▶ Consigne A: Recopiez tout le passage du texte sur le dialogue entre Églises, de « Un siècle après » jusqu'à « être tenté ? ».
▶ Consigne B: Relevez dans le texte sur le dialogue entre Églises tous les aboutissements concrets que ces discussions ont produits.
▶ Consigne C: Poursuivez le texte sur le dialogue entre Églises à partir de sa dernière phrase.

▶ Texte de lecture:
= = = = =

Un siècle après qu’a fait surface l’idée de mener entre Eglises des discussions fondées sur le respect de la foi de chacun, mais aussi sur le désir de retrouver une unité considérée comme l’espérance même du Père, quel bilan mitigé !- peut être tenté ?

Il est positif que ces discussions aient pu se poursuivre et que des aboutissements concrets en soient le résultat : une prière commune, le Notre Père, dite dans les mêmes termes, une Bible commune (la T.O.B.), une indéniable décrispation dans les contacts officiels, des essais de témoignage en commun sur quelques sujets brûlants de l’actualité (malgré certaines divergences telles celles touchant le P.A.C.S.). Les spécialistes collaborent et s’entendent à tel point que, dans les colloques, les communications des uns et des autres ne se distinguent guère ; les débats traversent chaque confession, le blocage étant, non chez les théologiens, mais du côté de l’appareil ecclésiastique et des milieux conservateurs (catholiques), fondamentalistes (protestants) qui sont influents.

= = = = =

▶ Jeu de données:
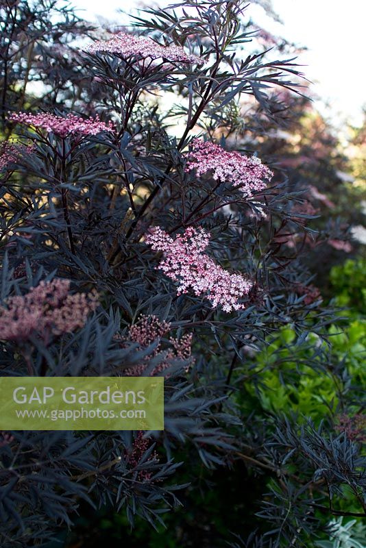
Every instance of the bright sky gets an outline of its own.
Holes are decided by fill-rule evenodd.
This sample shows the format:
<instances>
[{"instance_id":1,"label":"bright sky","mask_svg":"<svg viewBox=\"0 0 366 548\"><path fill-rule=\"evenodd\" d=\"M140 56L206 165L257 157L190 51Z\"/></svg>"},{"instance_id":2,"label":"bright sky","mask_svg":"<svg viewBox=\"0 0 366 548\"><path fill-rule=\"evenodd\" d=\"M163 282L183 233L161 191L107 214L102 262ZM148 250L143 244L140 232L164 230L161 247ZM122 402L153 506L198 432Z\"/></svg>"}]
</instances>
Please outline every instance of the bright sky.
<instances>
[{"instance_id":1,"label":"bright sky","mask_svg":"<svg viewBox=\"0 0 366 548\"><path fill-rule=\"evenodd\" d=\"M365 0L272 3L283 25L273 22L256 4L249 6L248 14L267 30L308 47L298 62L307 65L302 71L314 82L313 90L321 99L319 108L324 113L339 124L343 121L361 124L361 108L366 106ZM73 3L85 10L89 20L101 15L117 22L121 16L116 10L126 10L125 0L74 0ZM130 0L128 5L134 3ZM324 103L328 103L328 108Z\"/></svg>"}]
</instances>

= = = = =

▶ Réponse rédigée A:
Un siècle après qu’a fait surface l’idée de mener entre Eglises des discussions fondées sur le respect de la foi de chacun, mais aussi sur le désir de retrouver une unité considérée comme l’espérance même du Père, quel bilan mitigé !- peut être tenté ?

▶ Réponse rédigée B:
- une prière commune, le Notre Père, dite dans les mêmes termes
- une Bible commune (la T.O.B.)
- une indéniable décrispation dans les contacts officiels
- des essais de témoignage en commun sur quelques sujets brûlants de l'actualité

▶ Réponse rédigée C:
Dans les relations entre individus, la méfiance réciproque est en partie tombée. Vis-à-vis de l’Etat, la laïcité, chose impensable au début du siècle, est devenue un bien défendu ensemble, avec encore, çà et là, des réticences du côté catholique.

Une pratique commune de la lecture de la Bible et une assez remarquable convergence dans certaines interprétations est peut-être une des plus fortes avancées. Elle touche en effet non seulement les spécialistes de ce livre, mais tout le peuple chrétien. Nos amis catholiques deviennent aussi assidus dans cette lecture que nous protestants et cela ne peut que nous réjouir et nous rapprocher. Notre façon peu dogmatique de lire la Bible commence à entrer dans les habitudes de nombre de catholiques. Il en découle parfois une voie pour une catéchèse commune, réjouissante aux foyers mixtes, et, en matière de dogmes, des rapprochements conceptuels ont lieu, impensables il y a cent ans (la justification, le désintérêt des reliques, l’existence de diverses voies de salut, etc.).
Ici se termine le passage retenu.